==== Selected passage
Dear All,
the post about "messages" was going to became a debate about event handling, therefore I have created this separate post.
As I have stated in the wiki page [Contribute! Which weakness have you detected in RTT?], I have seen a serious issue in the current implementation of synchronous event handling.
We do all agree (I guess)that, from a theoretical point of view, something like an "immediate" reaction to an event must be present in RTT.
On the other hand, if the event handle is executed in the thread of the component which emitted the event (TaskA), it is easy to demonstrate that we are very sensible to catastrophic errors (and it is impossible to prevent such situation in the user's code!!!).
The only solution I can see is that the subscribers to the event (TaskB) creates an extra thread responsible for the execution of synchronous handles.
I know, I know!! it sounds non optimal, resource consuming and "dirty", but I insist that the current implementation is much unsafer.
I hope you can be help finding out a better solution.
Davide
synch event handling
ok, I was too optimistic thinking that adetailed explanation was not needed...
This is the weakness I see.
That means that it is executing code that its writer doesn't know because it is part of the callee's code.
This is indeed a huge problem: think about it.
You put in a lab a robot full of state-of-the-art Orocos components: motors-controllers, global controller with impedance control, obstacle avoidance, human detection for safety...
You give the robot to a student for experiments thinking "it can't go wrong".
But the young researcher subscribe synchronously to some event, that maybe was just a warning or a "reached position".
Since in the handle there is a bug (an infinite loop), the vital components such as impedance control and safety are blocked.
As result... robot broken or, even worse, people injured.
Is this the future of Orocos?
We also should think about this kind of risk when it comes to methods, right?
Wrong! When you call a method, you know what you are doing and the risk you have. In my example, the software of the "newbie student" is the one that calls the provided methods. He knows what he is executing! In the worst case it is the buggy thread the one blocked, not the good one.
========
Given instruction A: Return every line of the records below that contains the string "cracked".
==== Records for processing
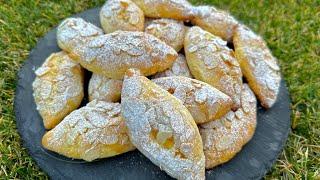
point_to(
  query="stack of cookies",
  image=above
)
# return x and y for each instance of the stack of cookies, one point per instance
(174, 92)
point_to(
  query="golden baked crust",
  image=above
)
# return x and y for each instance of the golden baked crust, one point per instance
(224, 138)
(170, 31)
(104, 89)
(57, 88)
(211, 61)
(217, 22)
(173, 9)
(92, 132)
(162, 128)
(75, 31)
(204, 102)
(179, 68)
(113, 54)
(258, 65)
(121, 15)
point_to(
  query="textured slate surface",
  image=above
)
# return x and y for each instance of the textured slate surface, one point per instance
(252, 162)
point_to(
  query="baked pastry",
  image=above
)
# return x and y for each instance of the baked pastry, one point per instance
(162, 128)
(121, 15)
(224, 138)
(104, 89)
(92, 132)
(73, 32)
(179, 68)
(169, 31)
(57, 88)
(113, 54)
(211, 61)
(173, 9)
(204, 102)
(217, 22)
(258, 65)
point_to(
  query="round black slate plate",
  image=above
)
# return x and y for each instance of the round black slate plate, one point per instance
(252, 162)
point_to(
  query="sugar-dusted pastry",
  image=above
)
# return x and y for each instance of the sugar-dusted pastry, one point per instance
(121, 15)
(104, 89)
(204, 102)
(173, 9)
(91, 132)
(224, 138)
(76, 31)
(162, 128)
(57, 88)
(217, 22)
(258, 65)
(113, 54)
(169, 31)
(179, 68)
(211, 61)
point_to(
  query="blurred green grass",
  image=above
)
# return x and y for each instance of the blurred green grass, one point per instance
(291, 28)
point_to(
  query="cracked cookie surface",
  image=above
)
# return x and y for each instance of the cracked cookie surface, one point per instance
(57, 88)
(91, 132)
(225, 137)
(211, 61)
(162, 128)
(258, 65)
(121, 15)
(204, 102)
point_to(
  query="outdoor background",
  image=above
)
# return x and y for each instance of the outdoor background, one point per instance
(291, 29)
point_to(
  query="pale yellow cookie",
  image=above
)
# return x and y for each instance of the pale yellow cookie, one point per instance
(179, 68)
(75, 31)
(211, 61)
(217, 22)
(57, 88)
(113, 54)
(204, 102)
(258, 65)
(92, 132)
(104, 89)
(121, 15)
(162, 128)
(173, 9)
(224, 138)
(170, 31)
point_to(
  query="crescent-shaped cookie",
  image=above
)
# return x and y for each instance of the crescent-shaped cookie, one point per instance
(162, 128)
(121, 15)
(258, 65)
(92, 132)
(57, 88)
(217, 22)
(211, 61)
(104, 89)
(224, 138)
(113, 54)
(204, 102)
(173, 9)
(76, 31)
(179, 68)
(170, 31)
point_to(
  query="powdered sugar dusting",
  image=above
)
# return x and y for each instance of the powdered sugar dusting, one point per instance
(58, 81)
(225, 137)
(162, 129)
(204, 102)
(121, 15)
(179, 68)
(104, 89)
(216, 64)
(89, 129)
(170, 31)
(260, 67)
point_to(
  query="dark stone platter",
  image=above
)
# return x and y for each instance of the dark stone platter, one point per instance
(252, 162)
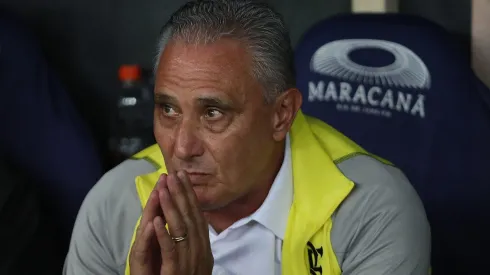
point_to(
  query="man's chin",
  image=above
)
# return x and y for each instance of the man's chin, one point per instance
(207, 202)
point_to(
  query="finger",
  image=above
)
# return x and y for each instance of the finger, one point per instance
(181, 200)
(140, 252)
(167, 247)
(195, 209)
(152, 207)
(151, 210)
(172, 216)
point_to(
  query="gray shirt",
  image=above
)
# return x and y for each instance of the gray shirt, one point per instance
(380, 228)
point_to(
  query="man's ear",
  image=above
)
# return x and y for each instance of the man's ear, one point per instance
(286, 106)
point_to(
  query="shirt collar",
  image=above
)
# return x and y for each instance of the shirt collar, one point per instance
(274, 212)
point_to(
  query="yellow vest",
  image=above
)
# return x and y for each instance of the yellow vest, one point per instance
(319, 188)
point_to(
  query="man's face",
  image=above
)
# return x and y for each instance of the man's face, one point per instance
(211, 120)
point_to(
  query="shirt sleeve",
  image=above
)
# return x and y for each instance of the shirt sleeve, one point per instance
(88, 252)
(382, 227)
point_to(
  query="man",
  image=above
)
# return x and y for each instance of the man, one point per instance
(245, 182)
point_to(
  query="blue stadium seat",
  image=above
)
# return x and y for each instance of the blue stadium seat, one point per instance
(401, 87)
(41, 130)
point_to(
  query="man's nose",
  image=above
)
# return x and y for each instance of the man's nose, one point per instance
(188, 143)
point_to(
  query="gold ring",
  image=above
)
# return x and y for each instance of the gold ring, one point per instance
(179, 239)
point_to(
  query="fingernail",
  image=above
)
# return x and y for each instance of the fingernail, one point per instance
(159, 222)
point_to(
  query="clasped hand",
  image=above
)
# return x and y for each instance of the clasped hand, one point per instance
(182, 250)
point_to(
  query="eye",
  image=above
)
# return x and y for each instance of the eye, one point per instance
(213, 114)
(168, 110)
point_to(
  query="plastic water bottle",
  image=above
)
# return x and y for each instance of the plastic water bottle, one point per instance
(133, 126)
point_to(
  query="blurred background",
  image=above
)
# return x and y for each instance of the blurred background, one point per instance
(87, 41)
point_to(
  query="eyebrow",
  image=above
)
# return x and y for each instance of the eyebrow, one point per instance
(204, 101)
(214, 102)
(164, 98)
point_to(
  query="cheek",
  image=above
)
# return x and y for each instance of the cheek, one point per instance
(165, 139)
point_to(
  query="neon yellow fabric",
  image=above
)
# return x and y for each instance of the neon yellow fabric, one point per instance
(319, 188)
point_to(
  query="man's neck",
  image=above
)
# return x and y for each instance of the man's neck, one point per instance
(222, 218)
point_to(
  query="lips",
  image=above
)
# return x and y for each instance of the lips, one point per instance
(198, 178)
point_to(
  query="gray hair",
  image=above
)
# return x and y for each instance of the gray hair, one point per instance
(255, 24)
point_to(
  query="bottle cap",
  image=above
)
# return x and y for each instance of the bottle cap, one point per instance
(129, 72)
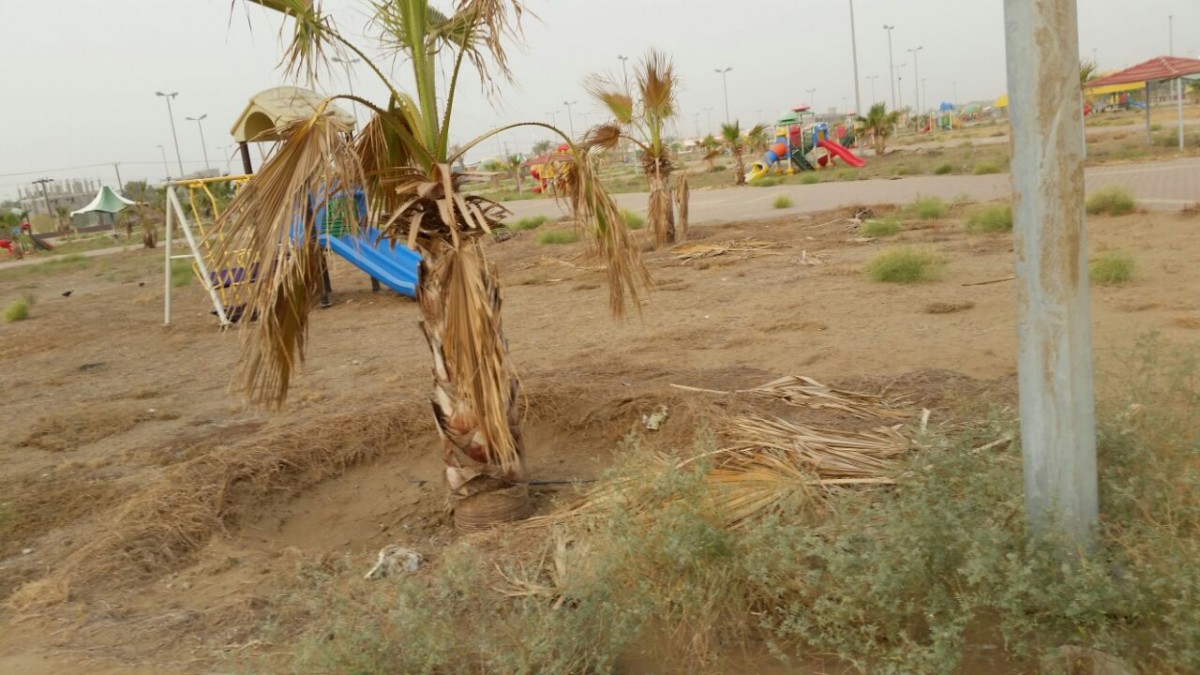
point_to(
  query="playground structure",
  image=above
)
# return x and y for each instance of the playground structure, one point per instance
(797, 148)
(547, 167)
(227, 272)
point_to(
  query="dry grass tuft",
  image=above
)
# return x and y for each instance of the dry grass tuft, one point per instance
(162, 526)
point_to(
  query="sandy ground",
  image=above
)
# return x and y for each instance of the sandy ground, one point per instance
(106, 406)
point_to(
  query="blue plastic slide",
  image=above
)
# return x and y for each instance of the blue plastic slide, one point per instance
(395, 267)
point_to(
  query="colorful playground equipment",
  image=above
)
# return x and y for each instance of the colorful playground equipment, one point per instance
(227, 272)
(797, 148)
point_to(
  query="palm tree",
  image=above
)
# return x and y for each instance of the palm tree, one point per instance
(401, 162)
(731, 135)
(879, 123)
(645, 124)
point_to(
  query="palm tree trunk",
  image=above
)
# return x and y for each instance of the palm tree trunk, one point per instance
(661, 210)
(460, 300)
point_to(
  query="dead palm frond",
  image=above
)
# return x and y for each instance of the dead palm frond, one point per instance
(273, 216)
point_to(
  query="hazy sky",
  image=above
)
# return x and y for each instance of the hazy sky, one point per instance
(79, 76)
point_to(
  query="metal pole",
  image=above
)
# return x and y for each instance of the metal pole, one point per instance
(892, 67)
(169, 234)
(174, 136)
(1054, 324)
(853, 48)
========
Given instruction B: Echo the entire forum thread on synchronous event handling above, word for word.

Complete response A:
  query="cracked cookie surface",
# return x and y for each instance of the cracked cookie surface, one point per instance

Complete response B:
Dear All,
the post about "messages" was going to became a debate about event handling, therefore I have created this separate post.
As I have stated in the wiki page [Contribute! Which weakness have you detected in RTT?], I have seen a serious issue in the current implementation of synchronous event handling.
We do all agree (I guess)that, from a theoretical point of view, something like an "immediate" reaction to an event must be present in RTT.
On the other hand, if the event handle is executed in the thread of the component which emitted the event (TaskA), it is easy to demonstrate that we are very sensible to catastrophic errors (and it is impossible to prevent such situation in the user's code!!!).
The only solution I can see is that the subscribers to the event (TaskB) creates an extra thread responsible for the execution of synchronous handles.
I know, I know!! it sounds non optimal, resource consuming and "dirty", but I insist that the current implementation is much unsafer.
I hope you can be help finding out a better solution.
Davide
synch event handling
ok, I was too optimistic thinking that adetailed explanation was not needed...
This is the weakness I see.
That means that it is executing code that its writer doesn't know because it is part of the callee's code.
This is indeed a huge problem: think about it.
You put in a lab a robot full of state-of-the-art Orocos components: motors-controllers, global controller with impedance control, obstacle avoidance, human detection for safety...
You give the robot to a student for experiments thinking "it can't go wrong".
But the young researcher subscribe synchronously to some event, that maybe was just a warning or a "reached position".
Since in the handle there is a bug (an infinite loop), the vital components such as impedance control and safety are blocked.
As result... robot broken or, even worse, people injured.
Is this the future of Orocos?
We also should think about this kind of risk when it comes to methods, right?
Wrong! When you call a method, you know what you are doing and the risk you have. In my example, the software of the "newbie student" is the one that calls the provided methods. He knows what he is executing! In the worst case it is the buggy thread the one blocked, not the good one.